EXTRAIT SOURCE:

À l’heure de l’internationalisation de notre approvisionnement alimentaire, la pandémie que nous vivons nous oblige à revoir l’origine de nos approvisionnements. La nature québécoise, malgré l’augmentation de notre population, demeure toujours généreuse en denrées de toutes sortes. Et de nombreux artisans de nos régions périphériques veulent survivre mieux en contribuant à notre alimentation et survie collective. Tout le monde est évidemment d’accord avec cela. Nos gouvernements sont particulièrement sensibles et favorables à cet approvisionnement local. Mais, à mon avis, chaque personne qui vit seule ou en groupe est responsable de sa survie et de celle de ses enfants.

LISTE DES DONNÉES:
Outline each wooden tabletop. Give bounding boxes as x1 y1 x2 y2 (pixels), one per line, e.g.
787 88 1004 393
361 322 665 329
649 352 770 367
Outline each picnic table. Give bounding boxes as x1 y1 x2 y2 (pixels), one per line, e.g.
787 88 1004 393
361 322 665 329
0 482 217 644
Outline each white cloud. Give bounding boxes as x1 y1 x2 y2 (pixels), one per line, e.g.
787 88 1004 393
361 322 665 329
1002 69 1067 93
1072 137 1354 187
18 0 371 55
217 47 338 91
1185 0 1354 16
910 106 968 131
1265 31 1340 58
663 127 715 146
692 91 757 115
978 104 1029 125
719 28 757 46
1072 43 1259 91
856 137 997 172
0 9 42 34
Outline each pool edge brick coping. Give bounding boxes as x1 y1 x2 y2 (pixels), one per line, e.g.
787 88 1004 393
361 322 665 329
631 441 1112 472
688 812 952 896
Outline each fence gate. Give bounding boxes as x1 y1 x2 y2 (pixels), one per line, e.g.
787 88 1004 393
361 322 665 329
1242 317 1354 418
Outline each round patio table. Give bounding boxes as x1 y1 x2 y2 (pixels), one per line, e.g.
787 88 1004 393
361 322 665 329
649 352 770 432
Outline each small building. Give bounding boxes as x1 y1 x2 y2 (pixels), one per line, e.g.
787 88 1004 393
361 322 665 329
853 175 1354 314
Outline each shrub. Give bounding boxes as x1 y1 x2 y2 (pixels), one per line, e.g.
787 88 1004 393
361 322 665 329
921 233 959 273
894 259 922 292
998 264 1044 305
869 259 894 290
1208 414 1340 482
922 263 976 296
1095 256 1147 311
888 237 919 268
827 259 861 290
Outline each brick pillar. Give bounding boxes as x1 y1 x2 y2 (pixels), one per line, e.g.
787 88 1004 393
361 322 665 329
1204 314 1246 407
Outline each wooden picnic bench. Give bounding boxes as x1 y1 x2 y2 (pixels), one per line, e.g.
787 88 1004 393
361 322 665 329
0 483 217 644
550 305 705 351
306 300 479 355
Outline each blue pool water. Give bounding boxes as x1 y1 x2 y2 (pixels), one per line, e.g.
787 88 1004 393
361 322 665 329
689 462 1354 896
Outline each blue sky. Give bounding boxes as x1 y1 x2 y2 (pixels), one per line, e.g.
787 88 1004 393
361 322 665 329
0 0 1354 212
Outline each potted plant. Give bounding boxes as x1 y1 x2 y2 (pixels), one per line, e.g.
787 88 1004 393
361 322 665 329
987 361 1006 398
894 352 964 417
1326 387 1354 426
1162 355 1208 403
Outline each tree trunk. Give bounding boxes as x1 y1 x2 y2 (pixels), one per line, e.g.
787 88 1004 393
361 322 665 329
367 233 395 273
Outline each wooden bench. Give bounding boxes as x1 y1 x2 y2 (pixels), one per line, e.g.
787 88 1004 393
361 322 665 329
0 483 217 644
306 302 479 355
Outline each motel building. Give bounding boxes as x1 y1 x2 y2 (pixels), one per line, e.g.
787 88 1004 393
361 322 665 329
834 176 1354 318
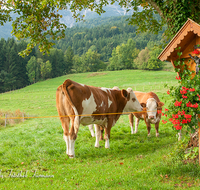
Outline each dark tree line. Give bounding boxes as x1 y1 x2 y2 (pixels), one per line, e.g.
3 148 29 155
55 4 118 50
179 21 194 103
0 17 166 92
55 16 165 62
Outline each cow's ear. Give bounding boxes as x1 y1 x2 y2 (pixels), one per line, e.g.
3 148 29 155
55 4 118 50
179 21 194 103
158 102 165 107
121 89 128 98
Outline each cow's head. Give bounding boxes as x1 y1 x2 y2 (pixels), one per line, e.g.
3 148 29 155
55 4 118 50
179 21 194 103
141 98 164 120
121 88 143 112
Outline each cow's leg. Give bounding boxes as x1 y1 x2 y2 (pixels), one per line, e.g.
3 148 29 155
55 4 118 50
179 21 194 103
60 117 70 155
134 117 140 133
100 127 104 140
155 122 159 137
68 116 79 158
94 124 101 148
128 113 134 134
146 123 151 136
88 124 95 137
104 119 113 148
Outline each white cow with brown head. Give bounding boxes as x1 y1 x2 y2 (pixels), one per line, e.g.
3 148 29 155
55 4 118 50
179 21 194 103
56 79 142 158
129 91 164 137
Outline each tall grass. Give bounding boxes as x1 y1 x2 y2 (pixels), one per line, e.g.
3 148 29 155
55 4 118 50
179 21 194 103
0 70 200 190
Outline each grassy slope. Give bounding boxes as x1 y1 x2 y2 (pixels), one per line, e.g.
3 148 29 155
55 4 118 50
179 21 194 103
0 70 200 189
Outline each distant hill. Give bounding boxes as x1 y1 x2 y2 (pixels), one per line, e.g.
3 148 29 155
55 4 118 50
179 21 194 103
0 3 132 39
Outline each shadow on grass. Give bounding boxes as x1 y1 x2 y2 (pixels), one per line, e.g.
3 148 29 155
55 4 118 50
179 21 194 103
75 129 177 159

...

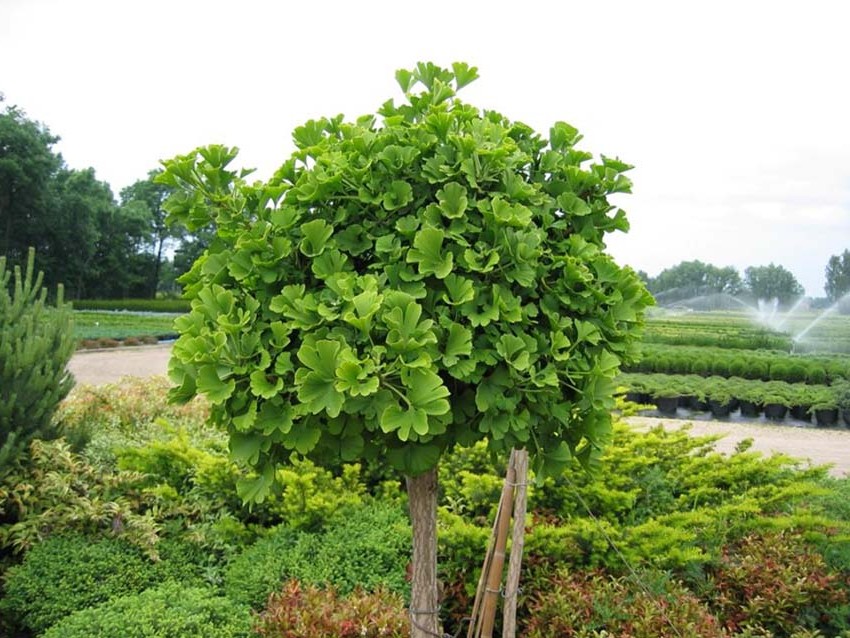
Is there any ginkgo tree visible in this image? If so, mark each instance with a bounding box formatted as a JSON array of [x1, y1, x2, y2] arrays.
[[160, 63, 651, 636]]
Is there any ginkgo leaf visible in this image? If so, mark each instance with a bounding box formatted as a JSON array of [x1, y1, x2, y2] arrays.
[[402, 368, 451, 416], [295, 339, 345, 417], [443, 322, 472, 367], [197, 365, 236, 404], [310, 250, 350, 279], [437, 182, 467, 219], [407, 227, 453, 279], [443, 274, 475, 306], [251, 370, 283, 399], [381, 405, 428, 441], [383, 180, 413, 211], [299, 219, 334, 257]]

VOTRE CONSIGNE:
Répondez à ces questions sur l'extrait consacré à l'approvisionnement alimentaire local.
(a) Qu'est-ce qui nous oblige à revoir l'origine de nos approvisionnements?
(b) Envers quoi nos gouvernements sont-ils particulièrement sensibles et favorables?
(c) De quoi chaque personne est-elle responsable, selon le texte?

RÉSULTAT DE L'EXERCICE:
(a) La pandémie que nous vivons.
(b) Envers l'approvisionnement local.
(c) De sa survie et de celle de ses enfants.